DESCRIPTION OF THE TASK :: Please pick up the New Year's post about wishes and rediscovered letters right after its final sentence and keep writing it in the same voice.

Let me whisper them here, then so I can then let them go and welcome the New Year with all that it will bring.
This year I wish for LESS:
- Less stuff
- Less chaos
- Less worry & sadness
- Less noise
- Less weight
- Less drama
- Less inner monologue and self critique
- Less fear
- Less rushing
- Less conflict
And in the place of the things that leave I wish for this to fill the void:
- More community
- More stillness
- More laughter
- More music
- More health
- More silliness
- More silence
- More love
- More long walks
- More connection
May your 2008 be blessed and beautiful–perfect in every imperfect way.
Happy New Year!
Late December 31st I sat in the room that is now my office and started to clean out a closet. I had meant to throw most of the clutter out. I thought there was nothing there worth keeping.
Instead I found a bit of magic inside. Piles of letters, beautifully written from an age before email, from friends like this one and this one. Three hours later, nothing I had intended to do was accomplished. But I read each and every word. I was embraced by love, by joy, by wisdom whispered to me across the years. It was exactly what I needed.
I have to admit the efficient little gremlin inside was urging me to put the letters aside and save them for a rainy day–to shove them back in the closet or in another one and to get the job done. But I decided not to listen. No, the closet never got cleaned. Instead I spent the entire afternoon literally surrounded by paper. And I am glad. Because of those letters I sparkled all afternoon. I still sparkle thinking about them.

MATERIAL ::
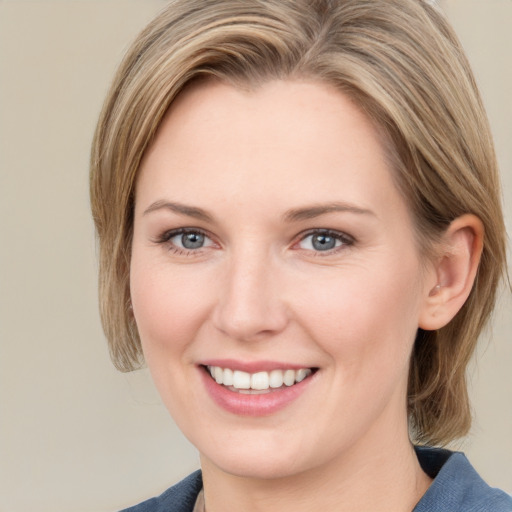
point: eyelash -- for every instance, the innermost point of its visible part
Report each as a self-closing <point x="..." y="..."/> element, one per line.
<point x="166" y="237"/>
<point x="344" y="239"/>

RESPONSE TO THIS TASK ::
I had started out the day resolving that 2007 would be the year I got organized, the year I got through the chores and felt “on top” of it all. But by midnight I had changed my resolution. I decided instead that 2007 would be the year I would try and be more present–that instead of being on top of it all–I would be in it-fully and completely in it.
As a result, 2007 has been the most beautiful of years. Each day has unfolded, not always pleasantly, but with a unique magic all its own–a hidden gift somewhere. Things have happened for Max and I that we would never have imagined last December–things we never could have wished for. If I had spent the entire year plowing through my closets and checking things off my to-do list I would have missed so much–so many things I never knew I wanted to do. I would not have started writing again, I would not have dropped everything to run off to the woods, I am not sure I would have found the friends who would teach me to play my own music, who would inspire me and rekindle my creativity.
To be honest, as we approach 2008, I have a long list of things I want to do, things I want to summon into my life. I also have a long list of things I love about my life right now, things I don’t want to change. I guess its hard to break those old habits.
But deep in my heart I know now that my happiness for 2008 is not dependent on any of these things coming or staying true.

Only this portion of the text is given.